--- Extract to read ---
The consequences of eviction go far beyond temporary displacement and loss of shelter. Judgments based on evictions lead to loss of housing benefits, such as housing vouchers, and compromise the ability to find housing, often for the rest of one’s life, leading to dangerous cycles of poverty and instability. Beyond the damage to individuals and families who are thrust into poverty and homelessness, evictions and forced displacement unravel the fabric of a community, helping to ensure that neighbors remain strangers and that their collective capacity to promote civil engagement remains untapped.

Access to legal representation can prevent evictions from happening. It can be the difference between becoming homeless or having to double up with family members and having a stable place to live. Even if a tenant cannot stay in their home, legal representation can ensure that tenants have the time to locate suitable housing and move on without an eviction record, so they can find future housing. Legal representation also leads to agreements between landlords and tenants, so all sides benefit.

Stout Risius Ross, LLC (Stout), a nationally recognized research firm, recently completed a study of the impact of expanding universal access to counsel for low-income tenants in eviction proceedings in Pennsylvania.  While legal aid programs already provide legal representation to thousands of low-income households facing eviction each year, many more do not have access to counsel. Stout estimates that universal access to counsel in Pennsylvania would provide legal support for 17,200 additional tenant families faced with losing their homes each year.

The Stout Report analyses of the benefits and costs of ensuring that all eligible tenants facing eviction have access to counsel, advice, and legal representation throughout the eviction process.  According to the report, expanding universal access to eviction counsel could result in more than 4,200 fewer eviction filings in Pennsylvania each year and help to benefit and stabilize our communities. Though the study does not measure the precise economic benefit derived from universal access to eviction counsel, it estimates that for every $1 invested in universal access to eviction counsel in Pennsylvania, the state would save an estimated $3 – $6 on costs related to related to emergency shelter, re-housing, emergency healthcare, foster care and social services.
--- Data supplied ---
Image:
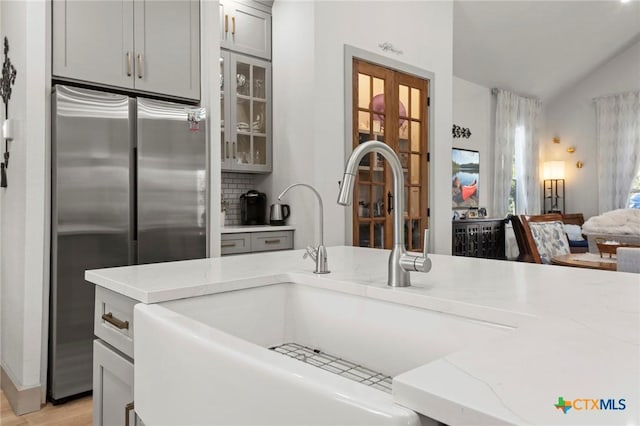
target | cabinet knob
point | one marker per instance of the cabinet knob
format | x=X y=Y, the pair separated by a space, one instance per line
x=127 y=409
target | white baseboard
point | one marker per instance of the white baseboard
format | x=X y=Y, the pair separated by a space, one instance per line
x=22 y=400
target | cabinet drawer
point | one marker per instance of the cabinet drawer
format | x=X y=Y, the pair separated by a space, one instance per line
x=112 y=388
x=267 y=241
x=113 y=321
x=235 y=243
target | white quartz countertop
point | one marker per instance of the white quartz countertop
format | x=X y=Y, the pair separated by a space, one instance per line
x=576 y=331
x=255 y=228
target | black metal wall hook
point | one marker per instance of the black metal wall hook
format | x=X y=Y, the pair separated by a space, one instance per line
x=9 y=74
x=460 y=132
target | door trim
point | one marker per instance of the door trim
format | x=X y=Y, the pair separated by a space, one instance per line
x=351 y=52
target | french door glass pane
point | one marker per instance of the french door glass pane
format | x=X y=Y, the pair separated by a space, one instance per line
x=415 y=136
x=364 y=122
x=415 y=103
x=415 y=169
x=364 y=201
x=378 y=235
x=416 y=231
x=364 y=91
x=378 y=201
x=403 y=92
x=414 y=201
x=364 y=240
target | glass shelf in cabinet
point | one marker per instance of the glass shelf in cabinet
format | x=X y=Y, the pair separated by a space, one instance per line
x=250 y=133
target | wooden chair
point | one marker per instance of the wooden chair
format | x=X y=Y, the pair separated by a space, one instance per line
x=576 y=219
x=521 y=238
x=529 y=241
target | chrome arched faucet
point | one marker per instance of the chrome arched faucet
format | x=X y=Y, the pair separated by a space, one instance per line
x=318 y=254
x=400 y=262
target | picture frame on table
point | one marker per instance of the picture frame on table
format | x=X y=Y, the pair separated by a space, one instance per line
x=465 y=165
---
### Exercises to complete
**A.** Edit the eviction text starting with "The Stout Report analyses" and going on through "and social services.", putting "temporary shelter" where "emergency shelter" stands.
**B.** Translate this sentence from the eviction text into Spanish: "Access to legal representation can prevent evictions from happening."

### Outputs by task
**A.**
The Stout Report analyses of the benefits and costs of ensuring that all eligible tenants facing eviction have access to counsel, advice, and legal representation throughout the eviction process.  According to the report, expanding universal access to eviction counsel could result in more than 4,200 fewer eviction filings in Pennsylvania each year and help to benefit and stabilize our communities. Though the study does not measure the precise economic benefit derived from universal access to eviction counsel, it estimates that for every $1 invested in universal access to eviction counsel in Pennsylvania, the state would save an estimated $3 – $6 on costs related to related to temporary shelter, re-housing, emergency healthcare, foster care and social services.

**B.** El acceso a la representación legal puede evitar que se produzcan desalojos.